***** Record excerpts
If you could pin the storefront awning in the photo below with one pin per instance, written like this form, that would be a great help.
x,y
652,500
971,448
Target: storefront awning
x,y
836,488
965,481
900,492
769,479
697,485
**********
Written exercise
Make an exact copy of the data above.

Output for this exercise
If you could pin the storefront awning in the photo below with one pin per instance, written like this form, that would be a great help.
x,y
652,500
971,448
Target: storefront awning
x,y
836,488
965,481
900,492
769,479
697,485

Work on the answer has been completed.